START DATA TO USE
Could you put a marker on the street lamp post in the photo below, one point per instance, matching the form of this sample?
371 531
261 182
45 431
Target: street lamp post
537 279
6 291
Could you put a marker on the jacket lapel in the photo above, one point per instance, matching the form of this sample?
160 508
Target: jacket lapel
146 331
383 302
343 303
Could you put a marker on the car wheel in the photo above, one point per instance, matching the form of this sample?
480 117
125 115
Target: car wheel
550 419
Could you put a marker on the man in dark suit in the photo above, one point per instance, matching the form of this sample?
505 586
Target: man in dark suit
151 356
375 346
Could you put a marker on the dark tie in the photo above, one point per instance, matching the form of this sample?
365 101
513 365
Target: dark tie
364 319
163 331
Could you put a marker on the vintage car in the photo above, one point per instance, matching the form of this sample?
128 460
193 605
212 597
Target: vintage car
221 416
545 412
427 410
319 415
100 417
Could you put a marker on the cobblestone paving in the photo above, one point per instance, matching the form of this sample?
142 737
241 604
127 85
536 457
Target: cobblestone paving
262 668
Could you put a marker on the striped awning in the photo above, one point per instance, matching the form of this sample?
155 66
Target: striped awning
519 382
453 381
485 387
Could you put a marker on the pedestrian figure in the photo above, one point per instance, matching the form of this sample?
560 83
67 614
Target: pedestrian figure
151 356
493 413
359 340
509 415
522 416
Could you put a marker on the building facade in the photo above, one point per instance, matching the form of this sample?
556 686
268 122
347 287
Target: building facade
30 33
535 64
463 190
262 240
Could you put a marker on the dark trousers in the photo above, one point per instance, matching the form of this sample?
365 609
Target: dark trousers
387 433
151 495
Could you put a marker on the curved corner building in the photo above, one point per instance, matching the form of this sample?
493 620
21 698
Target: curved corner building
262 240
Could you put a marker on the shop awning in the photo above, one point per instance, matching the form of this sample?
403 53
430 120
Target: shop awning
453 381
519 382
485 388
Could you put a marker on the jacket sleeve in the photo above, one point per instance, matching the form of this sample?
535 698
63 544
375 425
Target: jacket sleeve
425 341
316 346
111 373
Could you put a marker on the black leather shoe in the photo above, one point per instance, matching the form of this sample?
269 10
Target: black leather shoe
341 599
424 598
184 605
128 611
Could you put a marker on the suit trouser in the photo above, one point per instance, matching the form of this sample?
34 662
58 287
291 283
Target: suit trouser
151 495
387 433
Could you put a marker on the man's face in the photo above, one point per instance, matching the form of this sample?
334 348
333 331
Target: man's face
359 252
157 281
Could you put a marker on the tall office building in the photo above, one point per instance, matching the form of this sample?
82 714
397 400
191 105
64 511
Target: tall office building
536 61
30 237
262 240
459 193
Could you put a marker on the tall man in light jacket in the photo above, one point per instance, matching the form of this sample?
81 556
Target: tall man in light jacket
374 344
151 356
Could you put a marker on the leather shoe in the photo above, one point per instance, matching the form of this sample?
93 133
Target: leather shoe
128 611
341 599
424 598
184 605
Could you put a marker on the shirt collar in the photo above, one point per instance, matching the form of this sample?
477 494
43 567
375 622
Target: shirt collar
END DATA TO USE
## DIRECTION
Extract the full listing above without altering anything.

## EXERCISE OUTPUT
Could you put a marker on the street lamp post in the photo below, one point per instance, matching the form of this sample?
371 531
261 182
45 431
Target: street lamp post
537 279
6 291
Could you put a marker on the jacket lapel in the photo above, one point per instance, matching the form of this sample?
160 508
Target: jacket lapel
146 331
383 302
343 303
Could you put a marker on the car wheel in the photo above, one point per instance, matching the form of this sample?
480 117
125 115
Target: car wheel
550 419
Could you put a marker on the man in dark suit in the photo above, one point per instance, matching the form of this sample?
505 586
Target: man in dark suit
151 356
375 346
Could you put a marker on the dark tie in the photo above, one point per instance, matching the form of this sample?
365 101
513 365
Target: dark tie
364 319
163 331
Could you put a marker on the vintage car in the photo above, one point per instance, matching the form of this sample?
128 460
193 605
212 597
Target: vintage car
221 416
545 412
427 410
319 415
100 417
Could you put a marker on the cobblestone paving in the photo above, one point per instance, matching the form of this sample?
142 737
241 604
127 85
536 457
Target: cobblestone paving
262 668
Could you put a marker on the striped awning in the photo above, one point per instance, matching the form of this sample?
155 66
Target: striped awning
519 382
453 381
485 387
Could you put a marker on the pedestrian figure in the photo above, one point per instance, matching the form of this sample?
560 83
67 614
Target: pedestrian figure
151 356
493 413
359 340
509 415
522 416
Could you put a marker on the building facade in the photo above, one point per instance, matching the form of this sample?
556 686
268 122
347 287
Target: building facade
30 33
535 64
463 190
262 240
Could you put a marker on the dark trousers in the photo above, one point per instance, matching the form of this sample?
365 609
Target: dark trousers
387 433
151 495
Could you put a marker on the curved corner building in the photo above, one point per instance, matching the form of this sample?
493 620
21 698
Target: curved corner building
262 240
Could you put a marker on the shop awning in the photo above, one point per instance, matching the form of this sample?
403 53
430 120
Target: shop awning
453 381
519 382
485 388
Could you put a marker on the jacket sleeve in the photo above, one point per instance, matching the form of this sample?
535 698
63 544
375 425
Target: jacket sleeve
425 341
316 346
111 373
Could you put a marker on the black leather shoe in the photo above, one point per instance, matching the form of this sample?
269 10
Target: black leather shoe
341 599
424 598
184 605
128 611
Could you put a marker on the suit trouser in the photo above, one point per instance, matching the form of this sample?
34 662
58 287
291 283
Target: suit trouser
151 495
387 433
Could you put a marker on the man's face in the photo above, one point per instance, matching the form of this sample?
334 348
333 331
Target: man's face
359 252
157 281
Could you put a marker on the tall office building in the photo above, one point per instance, matching the form of this sample?
82 714
397 400
191 105
64 511
Target: tall office building
536 61
30 237
262 240
459 193
Could you put a marker on the tall man in light jacket in the photo above, one point per instance, matching the form of this sample?
81 556
Target: tall man in light jacket
374 344
151 356
Could you put a marker on the leather shoe in the photo above, one point per instance, matching the form of this sample?
93 133
Target: leather shoe
128 611
341 599
424 598
184 605
Could you put a marker on the shirt collar in the photo above, one point per instance, matching the form of this sample?
477 494
43 567
375 622
Target: shirt collar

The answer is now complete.